Estratto del testo:
-=-=-=-=-
All’indomani del voto con il quale Londra ha ufficialmente deciso di divorziare dall’Unione europea, Ue, quanti hanno a cuore il futuro dell’Europa e la continuazione del progetto alla base dell’Unione non possono esimersi dall’individuare un percorso attraverso il quale confinare la Brexit, evitando un pericoloso effetto domino.
Rilanciare per non soccombere Anche se parte del futuro dell’Ue dipenderà dalla gestione del dossier del recesso del Regno Unito - al quale si potrebbe sommare quello sui possibili modelli per inquadrare una nuova eventuale relazione tra Londra e i 27 -, appare più che mai necessaria un’azione di rilancio politico.
Certamente, come l’esito referendario in Gran Bretagna ha messo in luce, le condizioni attuali non sono le più feconde per un rilancio: la perdita di attrattività da parte dell’Ue, il deterioramento del demos europeo, l’ascesa di partiti anti-europeisti e le previsioni sempre più fosche per il futuro non costituiscono la base migliore per un rafforzamento dell’integrazione.
Tuttavia, il campanello d’allarme è suonato con vigore; quindi, se si vuole evitare la disgregazione dell’Unione, non si può rimandare oltre ma bisogna agire e farlo con risolutezza e coraggio. Per frenare le dinamiche di rinazionalizzazione che rischiano di frammentare definitivamente l’Ue serve un deciso passo in avanti, una risposta concreta alle domande di una cittadinanza evidentemente in difficoltà e sempre meno fiduciosa nell’impianto comunitario.
Per farlo, occorre partire dalle questioni percepite come più urgenti e problematiche da parte dei cittadini europei e dove l’Ue non è stata capace di proporre soluzioni all’altezza: la disoccupazione e la questione migratoria. Riformare la governance economica dell’Unione, superando finalmente le divergenze dei paesi membri al riguardo, permetterebbe di dotare le istituzioni europee di strumenti validi per fornire risposte efficaci sui due fronti citati.
Su entrambi i dossier l’Italia può dire la sua. E non solo perché è tra le più esposte a queste questioni, ma anche perché è uno dei pochi Paesi fondatori, insieme a Germania, Belgio e Lussemburgo, che sembra ancora tenere al disegno di un’Unione più stretta. Non è quindi un caso che sia stata Roma a portare a Bruxelles proposte come quella delMigration compact e del sussidio di disoccupazione europeo, un’iniziativa che cercava di rendere l’unione monetaria non solo uno strumento di stabilità, ma anche di crescita e lavoro.
-=-=-=-=-
Dati in ingresso:

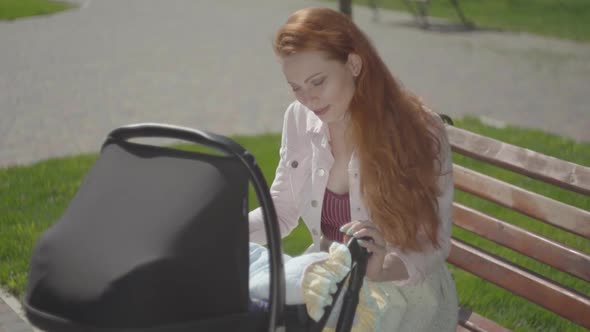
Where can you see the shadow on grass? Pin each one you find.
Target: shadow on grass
(437, 25)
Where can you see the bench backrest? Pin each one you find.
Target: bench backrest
(538, 289)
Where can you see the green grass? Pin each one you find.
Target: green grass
(33, 197)
(568, 19)
(13, 9)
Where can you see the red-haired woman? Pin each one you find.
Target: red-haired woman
(362, 157)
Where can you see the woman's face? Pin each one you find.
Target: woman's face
(324, 86)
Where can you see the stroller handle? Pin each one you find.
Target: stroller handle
(231, 148)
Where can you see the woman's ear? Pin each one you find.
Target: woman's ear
(355, 64)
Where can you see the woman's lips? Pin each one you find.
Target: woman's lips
(321, 111)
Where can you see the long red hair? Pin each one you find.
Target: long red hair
(396, 140)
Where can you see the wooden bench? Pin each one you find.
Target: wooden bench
(541, 290)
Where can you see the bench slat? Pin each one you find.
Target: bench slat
(544, 250)
(553, 212)
(474, 322)
(530, 163)
(550, 295)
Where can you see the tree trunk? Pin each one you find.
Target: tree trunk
(346, 7)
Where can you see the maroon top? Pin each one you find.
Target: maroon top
(335, 213)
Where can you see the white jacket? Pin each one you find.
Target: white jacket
(300, 182)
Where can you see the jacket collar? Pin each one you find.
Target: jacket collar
(315, 125)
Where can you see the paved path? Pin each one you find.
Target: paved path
(67, 79)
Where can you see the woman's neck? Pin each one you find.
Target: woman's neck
(340, 138)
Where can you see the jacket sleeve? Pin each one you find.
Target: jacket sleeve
(281, 190)
(421, 263)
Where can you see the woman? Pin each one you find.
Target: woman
(362, 157)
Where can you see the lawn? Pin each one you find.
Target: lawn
(568, 19)
(13, 9)
(33, 197)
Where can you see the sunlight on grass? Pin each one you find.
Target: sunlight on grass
(14, 9)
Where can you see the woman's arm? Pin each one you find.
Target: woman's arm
(389, 263)
(280, 190)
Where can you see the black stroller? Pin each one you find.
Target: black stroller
(156, 239)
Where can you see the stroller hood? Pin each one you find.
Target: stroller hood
(129, 250)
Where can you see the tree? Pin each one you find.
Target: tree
(346, 7)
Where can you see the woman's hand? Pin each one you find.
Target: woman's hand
(375, 245)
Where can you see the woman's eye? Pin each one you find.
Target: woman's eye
(318, 82)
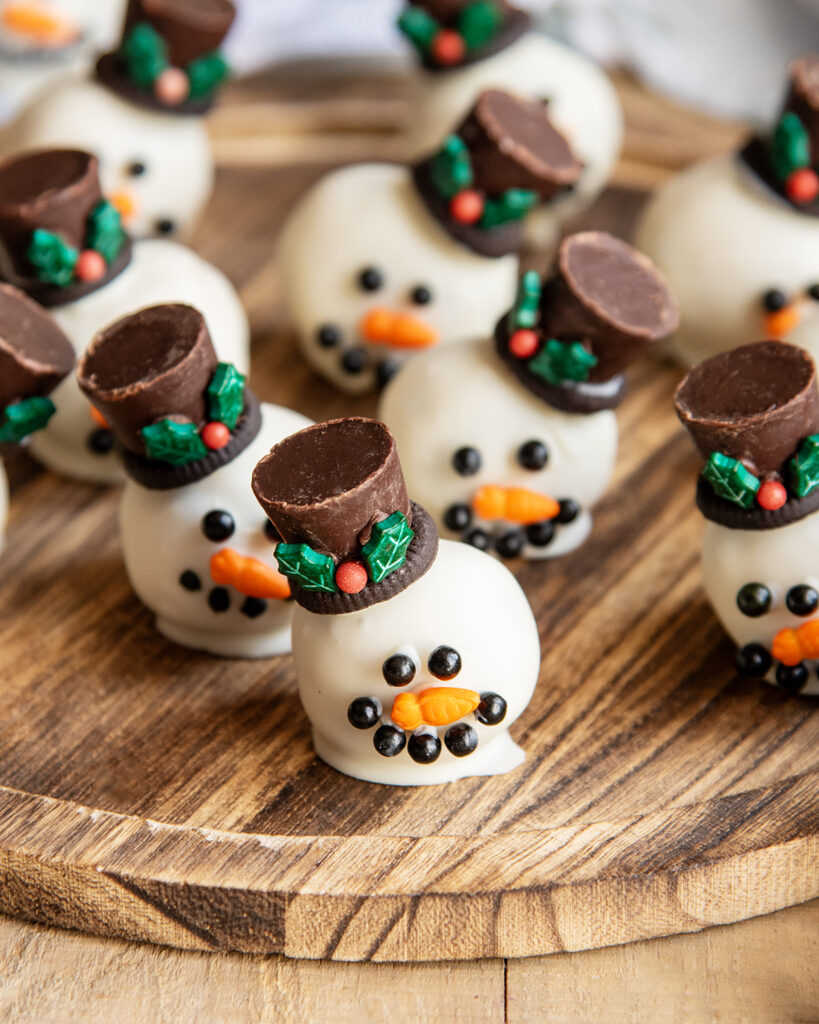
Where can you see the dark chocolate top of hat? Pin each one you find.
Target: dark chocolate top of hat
(755, 404)
(35, 354)
(54, 190)
(329, 487)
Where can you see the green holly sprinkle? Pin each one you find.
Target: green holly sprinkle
(176, 443)
(24, 418)
(206, 74)
(790, 147)
(527, 300)
(563, 360)
(450, 169)
(104, 231)
(419, 27)
(309, 568)
(145, 54)
(479, 24)
(52, 257)
(805, 467)
(226, 394)
(730, 479)
(512, 205)
(386, 549)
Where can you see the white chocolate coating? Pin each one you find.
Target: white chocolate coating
(159, 271)
(464, 396)
(466, 601)
(174, 150)
(723, 241)
(583, 104)
(779, 558)
(162, 538)
(370, 215)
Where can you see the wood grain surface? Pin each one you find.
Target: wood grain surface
(149, 793)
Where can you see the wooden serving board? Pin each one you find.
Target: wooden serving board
(152, 793)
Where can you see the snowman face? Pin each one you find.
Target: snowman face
(742, 264)
(371, 278)
(170, 539)
(156, 168)
(464, 426)
(465, 625)
(763, 582)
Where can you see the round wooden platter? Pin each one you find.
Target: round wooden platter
(160, 795)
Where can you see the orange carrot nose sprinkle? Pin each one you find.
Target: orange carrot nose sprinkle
(34, 22)
(124, 203)
(399, 330)
(436, 706)
(249, 576)
(514, 504)
(778, 324)
(790, 646)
-=-=-=-=-
Azione richiesta A:
Secondo il testo sulla Brexit, quali sono le due questioni percepite dai cittadini europei come più urgenti e problematiche?
Azione richiesta B:
Restituisca il passo del testo sulla Brexit che inizia con le parole "Tuttavia, il campanello" e si conclude dopo le parole "fiduciosa nell’impianto comunitario.".

Area di risposta A:
La disoccupazione e la questione migratoria.

Area di risposta B:
Tuttavia, il campanello d’allarme è suonato con vigore; quindi, se si vuole evitare la disgregazione dell’Unione, non si può rimandare oltre ma bisogna agire e farlo con risolutezza e coraggio. Per frenare le dinamiche di rinazionalizzazione che rischiano di frammentare definitivamente l’Ue serve un deciso passo in avanti, una risposta concreta alle domande di una cittadinanza evidentemente in difficoltà e sempre meno fiduciosa nell’impianto comunitario.